## WORK INSTRUCTIONS
Render the entries below, from the line with "For each instance of the palm tree, the" through the last line of the entries, as a Markdown table with the columns Row and Line. Row holds a running number and Line holds the text, with blank lines left out.

## EXTRACTED DATA
===============

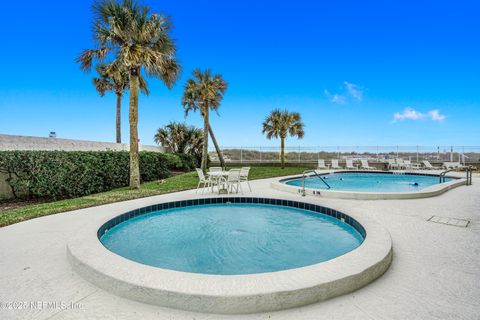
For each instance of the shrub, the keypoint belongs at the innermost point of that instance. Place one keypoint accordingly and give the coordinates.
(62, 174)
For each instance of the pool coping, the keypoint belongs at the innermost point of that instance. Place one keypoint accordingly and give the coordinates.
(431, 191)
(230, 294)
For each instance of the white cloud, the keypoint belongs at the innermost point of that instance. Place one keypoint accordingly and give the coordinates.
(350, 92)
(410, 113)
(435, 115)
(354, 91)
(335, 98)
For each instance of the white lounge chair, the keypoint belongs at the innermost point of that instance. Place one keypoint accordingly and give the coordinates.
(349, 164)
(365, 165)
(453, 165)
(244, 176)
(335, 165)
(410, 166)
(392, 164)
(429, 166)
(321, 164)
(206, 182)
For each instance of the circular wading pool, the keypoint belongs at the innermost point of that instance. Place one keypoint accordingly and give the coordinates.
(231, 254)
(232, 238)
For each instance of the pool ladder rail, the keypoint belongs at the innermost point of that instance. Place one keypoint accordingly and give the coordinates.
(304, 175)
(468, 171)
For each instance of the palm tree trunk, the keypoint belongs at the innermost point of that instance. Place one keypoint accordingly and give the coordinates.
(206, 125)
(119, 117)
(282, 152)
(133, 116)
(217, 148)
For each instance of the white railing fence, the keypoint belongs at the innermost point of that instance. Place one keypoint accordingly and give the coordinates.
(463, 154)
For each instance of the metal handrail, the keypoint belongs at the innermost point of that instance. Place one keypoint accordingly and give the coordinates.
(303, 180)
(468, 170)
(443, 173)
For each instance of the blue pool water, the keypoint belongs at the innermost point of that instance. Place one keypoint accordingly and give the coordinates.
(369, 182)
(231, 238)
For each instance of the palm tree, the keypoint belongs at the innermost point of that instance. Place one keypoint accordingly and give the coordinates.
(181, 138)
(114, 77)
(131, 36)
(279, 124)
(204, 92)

===============

## THE COMPLETED TASK
| Row | Line |
|---|---|
| 1 | For each instance of the palm tree, the keypoint belongs at the innermost point of that instance. Place one keypoint accordingly and give the coordinates. |
| 2 | (181, 138) |
| 3 | (114, 77) |
| 4 | (131, 36) |
| 5 | (279, 124) |
| 6 | (204, 92) |